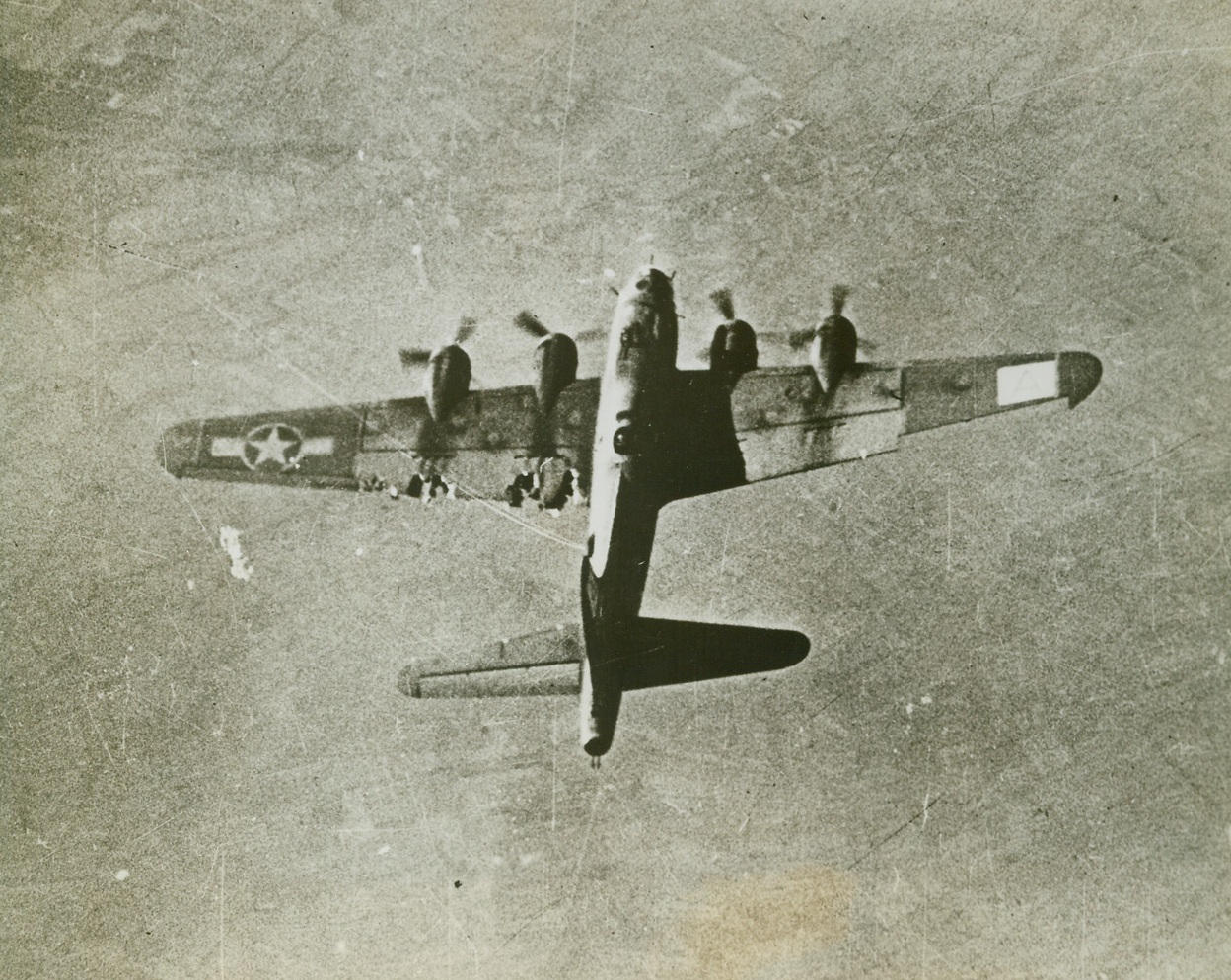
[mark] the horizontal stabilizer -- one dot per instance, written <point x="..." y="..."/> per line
<point x="673" y="652"/>
<point x="544" y="663"/>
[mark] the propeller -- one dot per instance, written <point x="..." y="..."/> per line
<point x="420" y="356"/>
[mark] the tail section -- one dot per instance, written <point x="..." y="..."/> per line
<point x="649" y="653"/>
<point x="675" y="652"/>
<point x="659" y="653"/>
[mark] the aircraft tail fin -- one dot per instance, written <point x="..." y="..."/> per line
<point x="675" y="652"/>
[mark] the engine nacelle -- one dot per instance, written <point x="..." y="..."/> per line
<point x="555" y="368"/>
<point x="734" y="349"/>
<point x="448" y="380"/>
<point x="833" y="351"/>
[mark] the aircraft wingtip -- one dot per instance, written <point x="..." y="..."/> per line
<point x="1080" y="375"/>
<point x="177" y="449"/>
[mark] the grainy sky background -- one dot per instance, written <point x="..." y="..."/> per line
<point x="1008" y="752"/>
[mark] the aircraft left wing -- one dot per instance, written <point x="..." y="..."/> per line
<point x="495" y="445"/>
<point x="775" y="421"/>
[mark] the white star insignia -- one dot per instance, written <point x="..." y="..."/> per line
<point x="272" y="446"/>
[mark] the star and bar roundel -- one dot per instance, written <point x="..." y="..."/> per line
<point x="307" y="444"/>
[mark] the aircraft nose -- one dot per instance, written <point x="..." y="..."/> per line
<point x="651" y="285"/>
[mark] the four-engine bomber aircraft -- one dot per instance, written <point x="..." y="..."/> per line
<point x="633" y="441"/>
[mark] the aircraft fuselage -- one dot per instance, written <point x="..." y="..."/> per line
<point x="625" y="491"/>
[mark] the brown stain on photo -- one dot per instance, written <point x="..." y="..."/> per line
<point x="741" y="927"/>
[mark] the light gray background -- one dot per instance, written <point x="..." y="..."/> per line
<point x="1007" y="753"/>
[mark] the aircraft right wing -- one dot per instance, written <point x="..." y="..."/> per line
<point x="495" y="444"/>
<point x="775" y="421"/>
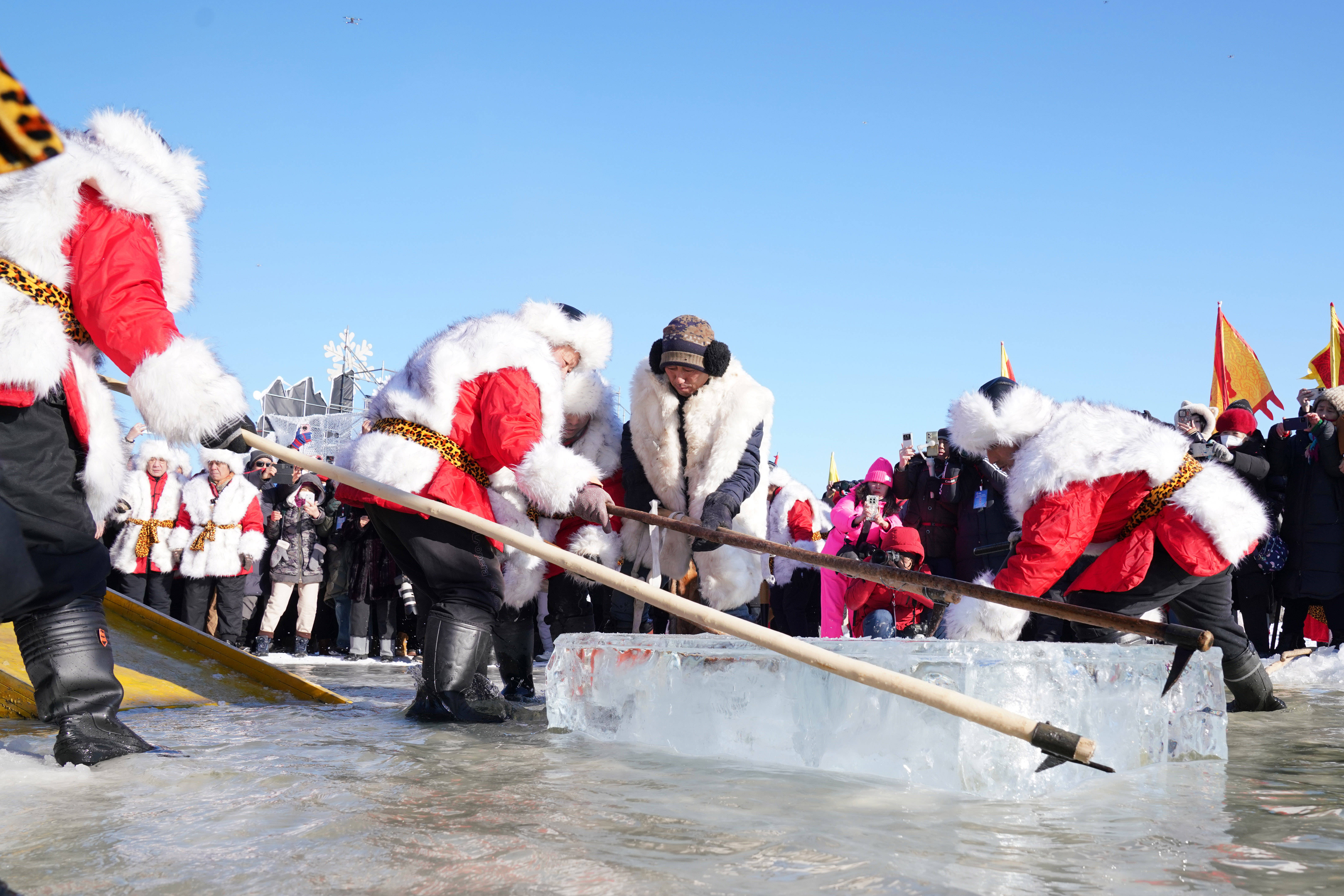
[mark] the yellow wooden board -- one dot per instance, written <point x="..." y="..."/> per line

##############################

**Try it**
Write out all the entries precisely as given, omitting each image.

**Result of this exercise**
[mark] the horizontal stabilizer -- one dot per instance, written <point x="..." y="..."/> per line
<point x="673" y="652"/>
<point x="544" y="663"/>
[mark] the propeller -- one dot per instance, written <point x="..." y="..."/> per line
<point x="420" y="356"/>
[mark] the tail section -- one dot per instance, written <point x="..." y="..."/> per line
<point x="649" y="653"/>
<point x="675" y="652"/>
<point x="659" y="653"/>
[mark] the aircraft tail fin -- one dot per instance, written <point x="..." y="..."/> per line
<point x="675" y="652"/>
[mark] the engine nacelle -- one dot per instance, written <point x="..." y="..."/> per line
<point x="555" y="368"/>
<point x="734" y="349"/>
<point x="448" y="380"/>
<point x="833" y="351"/>
[mark] the aircraft wingtip -- one dot per instance, written <point x="..." y="..."/> per line
<point x="1080" y="375"/>
<point x="177" y="449"/>
[mark] the grainy sky background -- one dot per instance, written <point x="..." y="..."/> per line
<point x="1008" y="752"/>
[mark] the aircraft left wing -- one dot per instance, written <point x="..." y="..."/> per line
<point x="495" y="445"/>
<point x="775" y="421"/>
[mark] the white star insignia -- one dot per instance, written <point x="..." y="..."/> per line
<point x="272" y="446"/>
[mark] the star and bar roundel -- one dot per instance, written <point x="..." y="..."/> per line
<point x="307" y="444"/>
[mark] the aircraft nose -- one dot per instance, written <point x="..." y="..."/> per line
<point x="651" y="285"/>
[mark] the four-engine bomber aircraft -- one dot per instance, written <point x="..." y="..."/> per line
<point x="633" y="441"/>
[mark] the aircraft fuselage -- one dot per instance, written <point x="..." y="..."/> per line
<point x="625" y="491"/>
[mark] the brown stain on photo -- one dot per instance, written <point x="..." y="..."/> per line
<point x="741" y="927"/>
[mark] the light gray background -- one dot per instance, written <point x="..." y="..."/> per line
<point x="1007" y="753"/>
[mark] the aircraft right wing -- one dot per instance, written <point x="..." y="..."/> per line
<point x="495" y="444"/>
<point x="775" y="421"/>
[mark] the yellow wooden board -- one dot per instance, written <point x="..." y="..."/> per line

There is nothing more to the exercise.